▶ _Prompt_: Output the data below verbatim, keeping every line unchanged and in its original order.

____ Excerpted data

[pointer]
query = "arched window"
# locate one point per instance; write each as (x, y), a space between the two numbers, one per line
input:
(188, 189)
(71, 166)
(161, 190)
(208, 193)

________

▶ _Full response_:
[pointer]
query = "arched window"
# locate one point per instance; write each as (x, y), a space between the two numbers, one per line
input:
(188, 189)
(71, 166)
(161, 190)
(208, 193)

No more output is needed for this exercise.